YOUR TASK - Only the lines from the line containing "helmet with a single marker." to the end of the entries, both included, belong in your answer, and each must match exactly.

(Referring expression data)

____

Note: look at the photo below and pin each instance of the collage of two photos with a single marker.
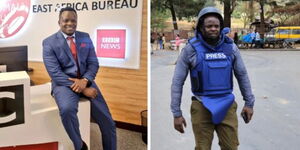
(149, 74)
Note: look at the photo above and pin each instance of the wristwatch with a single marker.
(88, 82)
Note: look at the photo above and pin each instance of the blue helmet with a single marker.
(208, 10)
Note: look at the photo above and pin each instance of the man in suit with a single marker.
(71, 62)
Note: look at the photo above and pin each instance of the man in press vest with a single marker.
(70, 59)
(211, 58)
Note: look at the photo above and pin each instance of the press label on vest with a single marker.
(215, 56)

____

EXERCISE OUTPUT -
Note: look at the photo above and pin each instance of the blue helmet with a single marker.
(208, 10)
Note: look at the photo above and pin each instance of the man in suit with a single marker.
(71, 62)
Note: look at the photo above and pin each instance of the man in press vest with a single marker.
(70, 59)
(211, 58)
Note: look at the photo above and pin each instance of the press label on vest with a single marker.
(215, 56)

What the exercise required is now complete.